▶ Quoted passage:

Congratulations! You've just brought home your first dog! You may have grown up with one or more dogs, but this is the first dog you've chosen and he's your responsibility.
There are oodles of things that experienced dog owners know and assume are part of every dog owner's vocabulary. As the co-owner of a dog-products shop, I meet people almost every day who are overwhelmed by being new-dog owners. They need some help in getting their lives back on course and setting a good course for their new life with their puppies.
Only call your dog for "fun" stuff
You've seen it many times, in movies and sit-coms on tv, perhaps even in "real" life. Somebody calls his dog and the dog runs in the opposite direction. Hilarity ensues as the person tries to catch the faster, smaller, more agile dog.
It's not very funny if you're the one calling the dog. Avoid the problem entirely. Have your dog come to you happily every time you call his/her name.
How do you achieve this seemingly-miraculous behavior? Always do something your dog enjoys when you call him to you. Give him a treat, play with a toy, wrestle with her. Your dog will run to you if every single time you call, the dog gets to do something fun.
Never call your dog for something he/she doesn't like: bath, ear cleaning, nail trimming, etc. If it's time for these necessary tasks, or anything the dog doesn't enjoy - go get the dog. Just calmly get his collar and leash and go get him. Put on the collar and calmly say "come on, let's clean you up" or whatever.
In other words - make a big deal out of the fun stuff. And no deal at all out of the not-so-fun stuff.

▶ Work to complete:
- 1) Summarize the advice for new dog owners in two sentences.
- 2) List the three tasks the dog-owner advice names as things a dog doesn't like.
- 3) Continue the advice for new dog owners from the point where it stops.

▶ Supplied information:
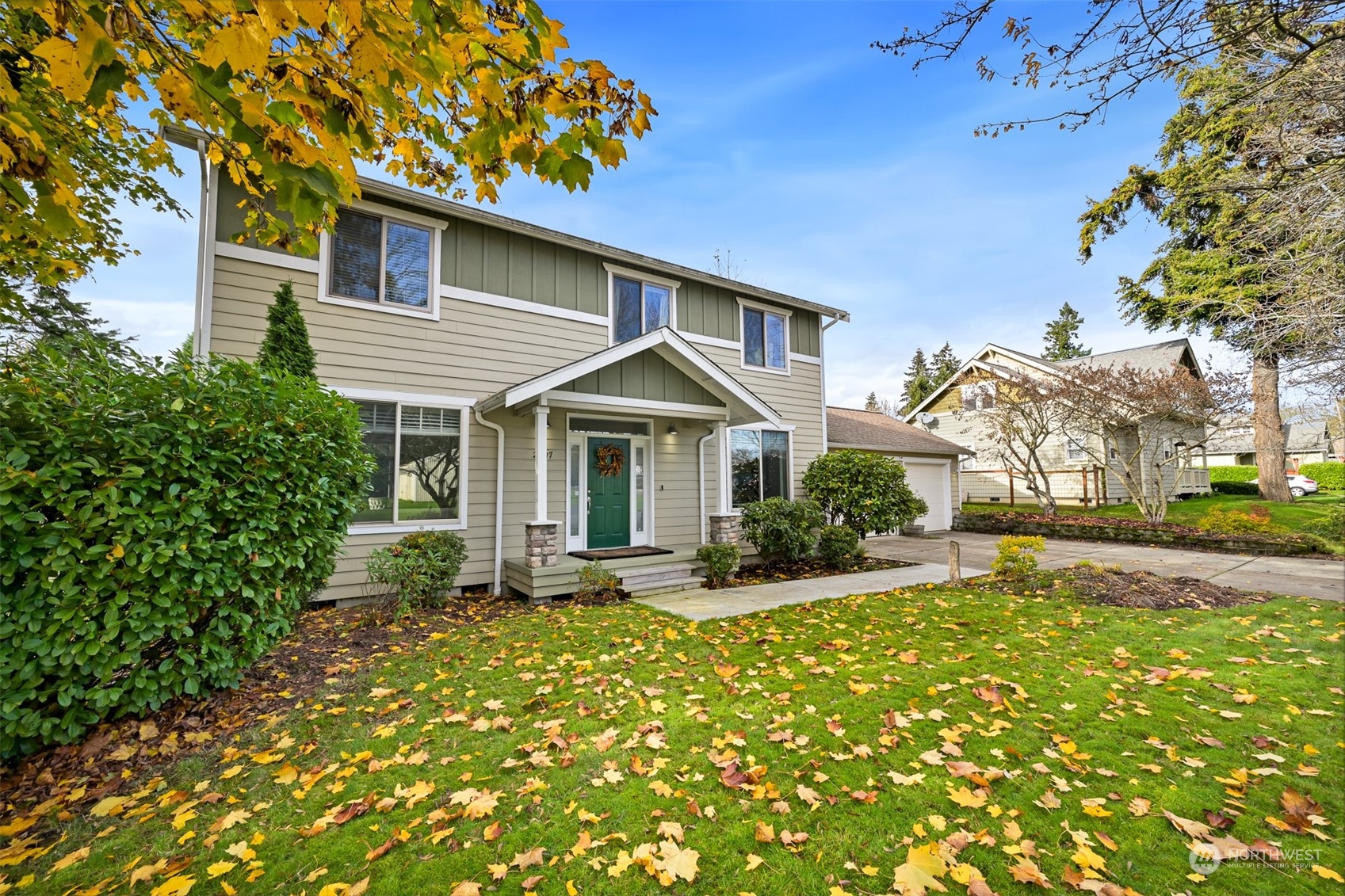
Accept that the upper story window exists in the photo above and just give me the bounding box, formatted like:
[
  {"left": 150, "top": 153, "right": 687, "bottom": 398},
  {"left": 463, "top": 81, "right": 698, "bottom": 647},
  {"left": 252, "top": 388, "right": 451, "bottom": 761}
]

▶ The answers:
- 1) New dog owners are often overwhelmed, and one way to avoid the problem of a dog running away when called is to call it only for things it enjoys, such as treats, toys, or wrestling. For things the dog dislikes, like baths, ear cleaning, or nail trimming, the owner should calmly go get the dog instead of calling it.

- 2)
- Bath
- Ear cleaning
- Nail trimming

- 3)
Puppies belong with you
My very first trainer had a great saying: "Dogs are not kitchen appliances." It hit home - at the time, we really thought it was a good idea to confine the dog to the kitchen.
In fact, it's a terrible idea. If you're crate-training your dog (which you should, because it's the best and easiest way to housebreak a dog), you can easily move the crate around the house so even if you can't actively watch the dog, she can be in the same room and see you.
Your puppy's first night in your home is often the first time the puppy's been alone in its life. Think how frightening it must be to move someplace new, with people you've just met, and then be expected to spend the night alone in a dark, place you've never been. Of course a puppy would cry.
Why not make everyone's life easier and bring the puppy's crate into your bedroom? Even better, raise it up (on a very sturdy surface) so the puppy can see you. And leave a little light on so your new family member knows he's not alone. Why not make everyone's life easier?
Carry him outside
In the morning, after a (hopefully) restful night, your puppy will have to go potty. Urgently. Pull on your pants, grab your puppy, and carry her outside, directly to her "potty spot." If you have a fenced yard, you're golden. If you live in an apartment, grab the pup's harness and leash on the way out and put them on while you're in the elevator/running down the stairs/hustling out the front door.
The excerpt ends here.